Image object location entries

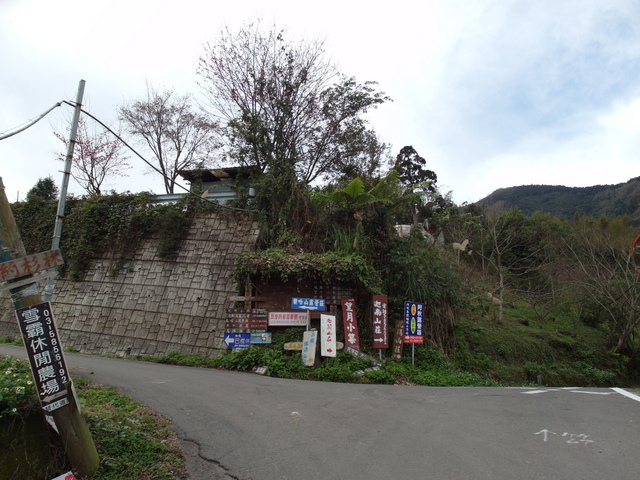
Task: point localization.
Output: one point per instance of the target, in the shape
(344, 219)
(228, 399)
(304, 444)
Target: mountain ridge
(619, 200)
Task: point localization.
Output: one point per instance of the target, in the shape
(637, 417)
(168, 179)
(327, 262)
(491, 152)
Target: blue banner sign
(237, 340)
(308, 304)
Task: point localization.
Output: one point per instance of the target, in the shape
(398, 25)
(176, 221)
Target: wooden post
(74, 431)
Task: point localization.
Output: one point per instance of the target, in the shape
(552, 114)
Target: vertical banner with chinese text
(328, 335)
(413, 322)
(398, 341)
(351, 337)
(45, 354)
(309, 339)
(380, 322)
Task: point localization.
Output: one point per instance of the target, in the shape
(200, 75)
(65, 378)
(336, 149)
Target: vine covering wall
(154, 305)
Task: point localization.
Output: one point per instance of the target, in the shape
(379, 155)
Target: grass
(133, 442)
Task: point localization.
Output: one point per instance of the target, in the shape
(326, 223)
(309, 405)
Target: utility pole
(73, 430)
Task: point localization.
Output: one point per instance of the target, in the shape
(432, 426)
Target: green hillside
(609, 200)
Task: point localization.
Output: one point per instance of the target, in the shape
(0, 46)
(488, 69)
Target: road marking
(591, 393)
(626, 394)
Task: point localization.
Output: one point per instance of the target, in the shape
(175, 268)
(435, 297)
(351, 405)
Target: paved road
(261, 428)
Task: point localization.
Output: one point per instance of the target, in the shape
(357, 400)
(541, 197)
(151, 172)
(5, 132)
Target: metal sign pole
(74, 431)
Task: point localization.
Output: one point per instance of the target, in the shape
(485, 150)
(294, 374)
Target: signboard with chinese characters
(260, 338)
(398, 341)
(288, 319)
(65, 476)
(328, 335)
(380, 321)
(308, 304)
(246, 320)
(45, 354)
(20, 267)
(309, 339)
(350, 324)
(413, 322)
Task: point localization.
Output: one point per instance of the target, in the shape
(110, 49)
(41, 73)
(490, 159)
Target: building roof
(207, 175)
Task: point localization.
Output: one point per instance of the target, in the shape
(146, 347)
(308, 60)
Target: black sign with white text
(45, 354)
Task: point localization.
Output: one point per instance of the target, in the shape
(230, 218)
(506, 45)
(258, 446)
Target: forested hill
(610, 200)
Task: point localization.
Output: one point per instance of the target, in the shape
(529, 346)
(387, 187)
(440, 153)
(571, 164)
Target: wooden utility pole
(73, 430)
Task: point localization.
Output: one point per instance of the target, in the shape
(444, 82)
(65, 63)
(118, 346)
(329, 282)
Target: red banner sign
(20, 267)
(380, 322)
(398, 340)
(351, 337)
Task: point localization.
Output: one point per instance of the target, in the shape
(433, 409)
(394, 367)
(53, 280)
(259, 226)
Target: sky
(492, 93)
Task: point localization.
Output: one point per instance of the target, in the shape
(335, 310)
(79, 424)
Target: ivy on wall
(329, 267)
(115, 225)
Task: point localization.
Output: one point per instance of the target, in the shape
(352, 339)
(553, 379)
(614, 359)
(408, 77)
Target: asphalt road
(247, 426)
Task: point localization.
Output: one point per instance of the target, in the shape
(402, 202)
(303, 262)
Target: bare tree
(177, 136)
(284, 107)
(607, 278)
(97, 155)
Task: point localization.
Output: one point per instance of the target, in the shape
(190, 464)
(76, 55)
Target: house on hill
(221, 184)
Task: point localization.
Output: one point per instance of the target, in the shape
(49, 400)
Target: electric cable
(30, 123)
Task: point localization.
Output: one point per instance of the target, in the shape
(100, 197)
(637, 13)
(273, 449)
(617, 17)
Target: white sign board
(288, 319)
(328, 335)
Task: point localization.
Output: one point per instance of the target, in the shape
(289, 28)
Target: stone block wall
(154, 305)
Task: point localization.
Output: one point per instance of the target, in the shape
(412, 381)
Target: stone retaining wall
(155, 305)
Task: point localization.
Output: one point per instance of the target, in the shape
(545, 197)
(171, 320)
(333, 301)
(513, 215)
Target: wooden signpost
(350, 324)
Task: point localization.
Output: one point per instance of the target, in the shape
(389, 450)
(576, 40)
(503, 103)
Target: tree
(45, 189)
(97, 155)
(606, 276)
(178, 137)
(284, 107)
(412, 170)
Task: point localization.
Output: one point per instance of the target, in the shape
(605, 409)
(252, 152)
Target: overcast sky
(492, 93)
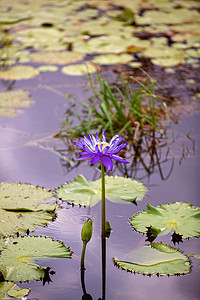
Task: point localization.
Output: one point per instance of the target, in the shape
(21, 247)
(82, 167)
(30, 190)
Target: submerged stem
(83, 255)
(103, 205)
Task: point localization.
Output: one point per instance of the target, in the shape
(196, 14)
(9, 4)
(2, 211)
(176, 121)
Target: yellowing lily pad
(10, 100)
(11, 289)
(56, 57)
(157, 259)
(88, 193)
(167, 62)
(19, 73)
(79, 69)
(22, 207)
(110, 59)
(18, 255)
(174, 16)
(179, 217)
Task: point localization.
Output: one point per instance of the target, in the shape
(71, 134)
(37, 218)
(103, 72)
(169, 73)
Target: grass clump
(128, 107)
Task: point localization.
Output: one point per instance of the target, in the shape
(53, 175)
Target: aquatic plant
(127, 106)
(98, 150)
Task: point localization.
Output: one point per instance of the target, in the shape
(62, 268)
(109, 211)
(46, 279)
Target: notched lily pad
(19, 73)
(22, 208)
(156, 259)
(180, 218)
(88, 193)
(18, 255)
(10, 289)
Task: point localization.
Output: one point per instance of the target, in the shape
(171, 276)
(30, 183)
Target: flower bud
(86, 232)
(108, 229)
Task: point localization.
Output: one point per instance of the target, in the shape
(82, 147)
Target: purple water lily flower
(98, 150)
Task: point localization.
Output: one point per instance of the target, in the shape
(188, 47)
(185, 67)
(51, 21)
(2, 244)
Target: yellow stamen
(102, 143)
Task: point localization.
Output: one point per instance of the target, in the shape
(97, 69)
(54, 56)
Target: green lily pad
(22, 207)
(10, 289)
(19, 73)
(156, 259)
(18, 293)
(18, 255)
(56, 57)
(79, 69)
(88, 193)
(179, 217)
(110, 59)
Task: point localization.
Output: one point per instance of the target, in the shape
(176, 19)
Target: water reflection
(147, 155)
(87, 296)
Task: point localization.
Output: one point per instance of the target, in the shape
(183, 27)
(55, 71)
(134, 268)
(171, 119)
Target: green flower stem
(83, 255)
(103, 203)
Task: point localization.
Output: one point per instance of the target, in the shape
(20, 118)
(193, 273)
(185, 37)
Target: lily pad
(56, 57)
(11, 289)
(174, 16)
(38, 38)
(19, 73)
(79, 69)
(110, 59)
(18, 255)
(179, 217)
(88, 193)
(18, 293)
(49, 68)
(12, 99)
(22, 207)
(156, 259)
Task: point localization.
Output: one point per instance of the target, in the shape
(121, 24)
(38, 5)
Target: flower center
(102, 143)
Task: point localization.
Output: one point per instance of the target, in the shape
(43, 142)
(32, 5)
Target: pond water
(42, 47)
(29, 154)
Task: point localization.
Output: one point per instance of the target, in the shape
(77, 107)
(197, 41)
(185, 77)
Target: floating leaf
(49, 68)
(179, 217)
(21, 208)
(135, 64)
(79, 69)
(156, 259)
(18, 293)
(174, 16)
(18, 255)
(38, 38)
(88, 193)
(8, 288)
(168, 61)
(12, 99)
(17, 98)
(19, 73)
(56, 57)
(110, 59)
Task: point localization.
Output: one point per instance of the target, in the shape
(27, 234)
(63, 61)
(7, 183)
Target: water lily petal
(88, 156)
(95, 159)
(118, 158)
(107, 162)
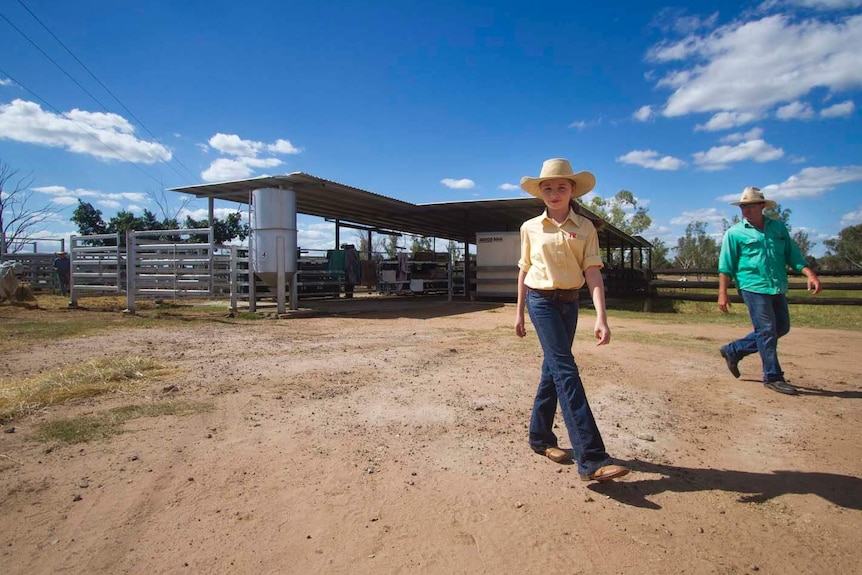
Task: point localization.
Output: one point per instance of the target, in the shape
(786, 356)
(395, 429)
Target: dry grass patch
(110, 423)
(97, 377)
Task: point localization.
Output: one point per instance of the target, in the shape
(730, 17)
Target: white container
(273, 245)
(497, 255)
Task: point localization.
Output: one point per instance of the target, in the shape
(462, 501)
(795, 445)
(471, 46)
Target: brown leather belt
(566, 296)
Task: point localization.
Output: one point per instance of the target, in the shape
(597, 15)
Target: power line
(83, 128)
(92, 75)
(104, 107)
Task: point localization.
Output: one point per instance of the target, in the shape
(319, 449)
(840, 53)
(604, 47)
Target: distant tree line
(90, 222)
(20, 220)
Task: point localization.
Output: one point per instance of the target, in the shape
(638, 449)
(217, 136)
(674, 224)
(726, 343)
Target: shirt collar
(572, 217)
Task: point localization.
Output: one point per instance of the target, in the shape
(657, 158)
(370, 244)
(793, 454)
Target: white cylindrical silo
(274, 234)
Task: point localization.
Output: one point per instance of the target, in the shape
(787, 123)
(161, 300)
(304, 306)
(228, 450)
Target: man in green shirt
(756, 253)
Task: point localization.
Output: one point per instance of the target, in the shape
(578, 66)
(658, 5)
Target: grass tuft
(97, 377)
(110, 423)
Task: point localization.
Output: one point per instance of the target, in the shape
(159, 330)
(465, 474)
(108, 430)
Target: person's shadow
(849, 394)
(842, 490)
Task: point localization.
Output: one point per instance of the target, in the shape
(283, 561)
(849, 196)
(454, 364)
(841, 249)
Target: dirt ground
(393, 439)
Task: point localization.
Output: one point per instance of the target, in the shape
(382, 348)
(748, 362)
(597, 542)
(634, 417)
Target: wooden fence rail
(659, 286)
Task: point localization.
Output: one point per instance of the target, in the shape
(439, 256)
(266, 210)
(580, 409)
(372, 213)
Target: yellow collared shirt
(554, 256)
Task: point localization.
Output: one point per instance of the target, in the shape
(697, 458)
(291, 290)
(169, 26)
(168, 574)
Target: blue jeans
(770, 317)
(555, 324)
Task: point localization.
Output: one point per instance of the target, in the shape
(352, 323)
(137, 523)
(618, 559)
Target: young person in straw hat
(755, 253)
(559, 253)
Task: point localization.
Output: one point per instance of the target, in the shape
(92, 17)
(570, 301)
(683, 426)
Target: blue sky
(682, 104)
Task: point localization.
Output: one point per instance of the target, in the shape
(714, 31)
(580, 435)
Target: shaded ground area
(380, 437)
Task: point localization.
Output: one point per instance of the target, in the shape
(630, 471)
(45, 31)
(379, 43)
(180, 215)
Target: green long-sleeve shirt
(757, 261)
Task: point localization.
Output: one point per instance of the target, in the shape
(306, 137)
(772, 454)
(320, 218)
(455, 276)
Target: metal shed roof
(458, 221)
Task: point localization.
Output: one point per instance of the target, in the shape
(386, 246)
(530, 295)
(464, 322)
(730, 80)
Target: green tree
(847, 247)
(800, 237)
(660, 251)
(455, 252)
(391, 246)
(88, 219)
(223, 230)
(420, 244)
(696, 249)
(623, 212)
(19, 219)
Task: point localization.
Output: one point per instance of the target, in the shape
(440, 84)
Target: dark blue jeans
(555, 323)
(770, 317)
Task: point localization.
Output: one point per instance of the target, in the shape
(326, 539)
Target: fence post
(233, 280)
(130, 271)
(73, 294)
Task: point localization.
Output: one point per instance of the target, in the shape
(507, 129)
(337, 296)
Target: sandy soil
(394, 441)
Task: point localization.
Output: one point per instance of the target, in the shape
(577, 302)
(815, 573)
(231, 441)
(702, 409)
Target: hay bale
(24, 293)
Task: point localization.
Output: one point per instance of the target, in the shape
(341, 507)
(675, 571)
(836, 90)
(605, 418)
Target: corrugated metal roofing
(458, 221)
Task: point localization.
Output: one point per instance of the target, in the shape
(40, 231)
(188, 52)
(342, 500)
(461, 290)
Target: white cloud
(103, 136)
(245, 156)
(463, 184)
(851, 218)
(707, 215)
(226, 169)
(233, 145)
(651, 159)
(283, 147)
(643, 113)
(726, 121)
(827, 4)
(64, 191)
(838, 110)
(718, 157)
(756, 65)
(795, 111)
(64, 201)
(752, 134)
(813, 182)
(128, 196)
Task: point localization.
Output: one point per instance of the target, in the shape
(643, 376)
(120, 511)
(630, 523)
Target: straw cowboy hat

▶ **Task statement**: Identify every line in the listing above that contains the word "stone", and copy each of those lines.

▶ **Result of this exercise**:
Target: stone block wall
Target: stone retaining wall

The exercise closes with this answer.